▶ What you have to do:
All lines holding the word "frame" should be located in the records and copied.

▶ Data provided:

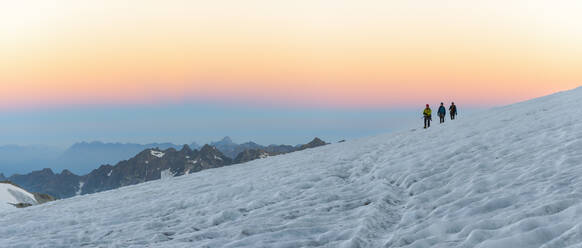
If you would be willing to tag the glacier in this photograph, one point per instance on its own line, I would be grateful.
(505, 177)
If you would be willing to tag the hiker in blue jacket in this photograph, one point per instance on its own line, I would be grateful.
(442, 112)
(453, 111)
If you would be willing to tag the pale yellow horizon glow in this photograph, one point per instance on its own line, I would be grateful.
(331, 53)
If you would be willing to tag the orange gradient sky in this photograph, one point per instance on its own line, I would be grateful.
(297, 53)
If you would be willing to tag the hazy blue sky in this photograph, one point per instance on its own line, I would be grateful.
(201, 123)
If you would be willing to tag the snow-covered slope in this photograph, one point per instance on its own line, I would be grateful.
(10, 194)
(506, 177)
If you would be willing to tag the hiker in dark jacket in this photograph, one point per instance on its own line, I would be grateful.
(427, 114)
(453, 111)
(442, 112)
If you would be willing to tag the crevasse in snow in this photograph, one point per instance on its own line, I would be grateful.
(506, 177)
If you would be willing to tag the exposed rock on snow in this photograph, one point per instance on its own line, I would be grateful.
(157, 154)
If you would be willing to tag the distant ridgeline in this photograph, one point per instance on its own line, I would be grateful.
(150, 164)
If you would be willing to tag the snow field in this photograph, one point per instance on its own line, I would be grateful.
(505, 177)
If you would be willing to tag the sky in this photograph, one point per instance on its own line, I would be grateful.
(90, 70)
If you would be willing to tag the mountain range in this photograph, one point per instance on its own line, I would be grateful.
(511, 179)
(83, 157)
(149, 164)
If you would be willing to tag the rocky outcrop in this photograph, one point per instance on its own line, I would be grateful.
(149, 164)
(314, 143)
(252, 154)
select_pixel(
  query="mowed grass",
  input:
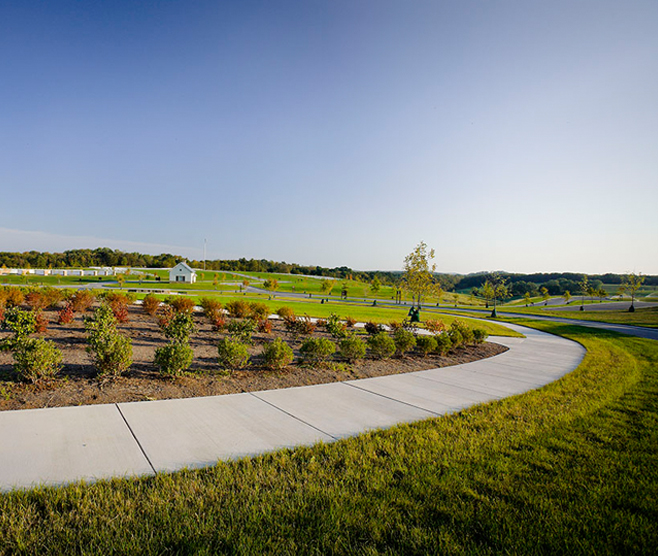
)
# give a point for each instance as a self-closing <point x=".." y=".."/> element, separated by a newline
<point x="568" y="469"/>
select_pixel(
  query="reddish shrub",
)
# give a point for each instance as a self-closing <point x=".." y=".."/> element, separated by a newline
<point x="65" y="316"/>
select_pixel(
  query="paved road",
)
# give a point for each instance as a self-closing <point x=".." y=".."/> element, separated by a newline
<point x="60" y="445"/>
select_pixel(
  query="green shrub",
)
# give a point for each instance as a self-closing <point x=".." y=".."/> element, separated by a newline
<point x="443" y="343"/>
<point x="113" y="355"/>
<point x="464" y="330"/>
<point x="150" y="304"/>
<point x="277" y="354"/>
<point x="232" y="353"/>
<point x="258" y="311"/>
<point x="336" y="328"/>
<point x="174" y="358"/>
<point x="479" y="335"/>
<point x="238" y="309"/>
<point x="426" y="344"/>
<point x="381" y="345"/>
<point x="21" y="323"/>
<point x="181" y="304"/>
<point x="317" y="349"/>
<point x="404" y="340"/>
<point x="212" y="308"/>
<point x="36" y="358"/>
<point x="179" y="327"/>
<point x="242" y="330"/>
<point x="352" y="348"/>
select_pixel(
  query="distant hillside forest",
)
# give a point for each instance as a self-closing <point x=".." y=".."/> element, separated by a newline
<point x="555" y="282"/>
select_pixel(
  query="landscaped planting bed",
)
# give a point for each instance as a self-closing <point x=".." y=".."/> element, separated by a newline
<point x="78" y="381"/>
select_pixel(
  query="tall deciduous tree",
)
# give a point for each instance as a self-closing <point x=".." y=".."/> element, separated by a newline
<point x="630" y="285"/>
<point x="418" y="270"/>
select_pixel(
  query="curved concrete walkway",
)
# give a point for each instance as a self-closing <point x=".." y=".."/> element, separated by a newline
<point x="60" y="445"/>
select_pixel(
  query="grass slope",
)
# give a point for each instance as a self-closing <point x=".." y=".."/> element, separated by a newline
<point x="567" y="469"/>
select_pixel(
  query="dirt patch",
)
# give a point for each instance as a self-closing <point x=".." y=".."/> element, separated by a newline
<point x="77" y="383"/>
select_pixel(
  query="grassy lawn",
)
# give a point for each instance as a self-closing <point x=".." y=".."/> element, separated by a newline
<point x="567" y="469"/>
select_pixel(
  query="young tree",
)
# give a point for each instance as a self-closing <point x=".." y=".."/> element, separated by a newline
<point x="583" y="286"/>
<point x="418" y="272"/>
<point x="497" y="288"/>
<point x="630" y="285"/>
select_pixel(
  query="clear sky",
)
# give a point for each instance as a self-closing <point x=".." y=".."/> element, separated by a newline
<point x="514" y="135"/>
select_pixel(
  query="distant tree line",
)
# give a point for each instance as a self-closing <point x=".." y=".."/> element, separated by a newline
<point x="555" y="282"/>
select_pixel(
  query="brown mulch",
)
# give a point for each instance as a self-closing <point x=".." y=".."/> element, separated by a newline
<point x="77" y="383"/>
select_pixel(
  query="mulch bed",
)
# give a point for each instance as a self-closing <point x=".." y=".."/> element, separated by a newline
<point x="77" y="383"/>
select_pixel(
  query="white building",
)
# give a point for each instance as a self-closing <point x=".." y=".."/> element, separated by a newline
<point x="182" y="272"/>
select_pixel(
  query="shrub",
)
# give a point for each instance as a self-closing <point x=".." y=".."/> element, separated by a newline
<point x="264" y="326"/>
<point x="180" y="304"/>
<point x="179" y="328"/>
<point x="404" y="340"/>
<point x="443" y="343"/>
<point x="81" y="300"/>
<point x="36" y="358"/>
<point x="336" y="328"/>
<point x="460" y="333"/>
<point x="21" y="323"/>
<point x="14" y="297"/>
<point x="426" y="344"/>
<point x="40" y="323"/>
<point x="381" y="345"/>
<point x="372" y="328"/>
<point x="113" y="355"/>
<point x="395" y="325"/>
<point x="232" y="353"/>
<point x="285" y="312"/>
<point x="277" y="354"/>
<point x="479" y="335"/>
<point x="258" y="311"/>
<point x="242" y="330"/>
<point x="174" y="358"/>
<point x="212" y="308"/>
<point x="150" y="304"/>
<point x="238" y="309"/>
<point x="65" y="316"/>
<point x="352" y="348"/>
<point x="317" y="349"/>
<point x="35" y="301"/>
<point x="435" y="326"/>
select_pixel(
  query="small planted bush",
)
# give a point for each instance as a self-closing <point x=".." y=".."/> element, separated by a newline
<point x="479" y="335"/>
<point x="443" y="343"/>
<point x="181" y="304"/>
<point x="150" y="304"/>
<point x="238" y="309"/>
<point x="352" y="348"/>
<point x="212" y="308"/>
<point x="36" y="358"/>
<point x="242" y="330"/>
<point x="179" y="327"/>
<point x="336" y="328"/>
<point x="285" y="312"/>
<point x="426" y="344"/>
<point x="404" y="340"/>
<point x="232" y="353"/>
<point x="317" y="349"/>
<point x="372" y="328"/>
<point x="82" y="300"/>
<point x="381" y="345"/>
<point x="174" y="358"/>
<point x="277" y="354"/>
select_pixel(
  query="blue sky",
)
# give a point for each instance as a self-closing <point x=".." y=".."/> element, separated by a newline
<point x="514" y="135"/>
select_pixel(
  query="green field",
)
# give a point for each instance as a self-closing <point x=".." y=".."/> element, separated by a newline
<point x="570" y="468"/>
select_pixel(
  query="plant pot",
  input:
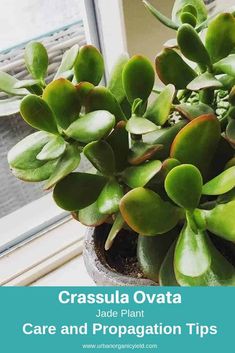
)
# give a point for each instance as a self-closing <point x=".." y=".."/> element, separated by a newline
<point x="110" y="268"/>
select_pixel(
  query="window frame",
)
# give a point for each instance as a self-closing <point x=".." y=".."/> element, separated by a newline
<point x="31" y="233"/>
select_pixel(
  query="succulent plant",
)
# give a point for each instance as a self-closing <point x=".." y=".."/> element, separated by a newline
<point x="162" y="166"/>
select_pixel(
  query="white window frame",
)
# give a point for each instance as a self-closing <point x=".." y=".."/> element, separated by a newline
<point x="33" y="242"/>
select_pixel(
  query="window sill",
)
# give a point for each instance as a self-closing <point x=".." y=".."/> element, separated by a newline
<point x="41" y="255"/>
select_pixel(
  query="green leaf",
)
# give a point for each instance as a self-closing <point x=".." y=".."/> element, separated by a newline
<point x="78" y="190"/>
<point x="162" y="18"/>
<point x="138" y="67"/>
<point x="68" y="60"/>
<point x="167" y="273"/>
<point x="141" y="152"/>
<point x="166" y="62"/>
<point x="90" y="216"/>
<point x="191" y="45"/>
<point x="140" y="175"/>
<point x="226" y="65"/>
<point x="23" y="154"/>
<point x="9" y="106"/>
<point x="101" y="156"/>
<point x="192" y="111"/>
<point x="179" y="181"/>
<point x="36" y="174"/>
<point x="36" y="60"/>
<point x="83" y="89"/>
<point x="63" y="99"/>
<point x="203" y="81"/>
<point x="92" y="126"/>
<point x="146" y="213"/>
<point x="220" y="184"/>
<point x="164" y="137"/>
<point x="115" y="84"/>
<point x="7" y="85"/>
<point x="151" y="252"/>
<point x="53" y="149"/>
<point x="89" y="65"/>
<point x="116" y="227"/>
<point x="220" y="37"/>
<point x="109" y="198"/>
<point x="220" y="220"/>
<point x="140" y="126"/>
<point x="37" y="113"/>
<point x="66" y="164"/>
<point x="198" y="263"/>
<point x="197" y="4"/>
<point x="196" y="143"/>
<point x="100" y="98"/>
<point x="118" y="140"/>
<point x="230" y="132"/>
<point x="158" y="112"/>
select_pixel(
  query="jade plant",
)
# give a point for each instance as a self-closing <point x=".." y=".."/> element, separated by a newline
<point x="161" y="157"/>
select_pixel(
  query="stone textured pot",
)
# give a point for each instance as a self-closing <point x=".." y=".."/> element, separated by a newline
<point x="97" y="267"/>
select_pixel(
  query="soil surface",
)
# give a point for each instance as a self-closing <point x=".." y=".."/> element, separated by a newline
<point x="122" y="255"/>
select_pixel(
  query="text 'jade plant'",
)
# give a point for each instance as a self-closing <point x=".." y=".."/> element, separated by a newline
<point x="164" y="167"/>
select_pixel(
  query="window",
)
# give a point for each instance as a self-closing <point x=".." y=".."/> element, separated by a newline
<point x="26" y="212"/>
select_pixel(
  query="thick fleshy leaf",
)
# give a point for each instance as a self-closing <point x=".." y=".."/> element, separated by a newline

▶ Output below:
  query="window frame",
  query="white window frame",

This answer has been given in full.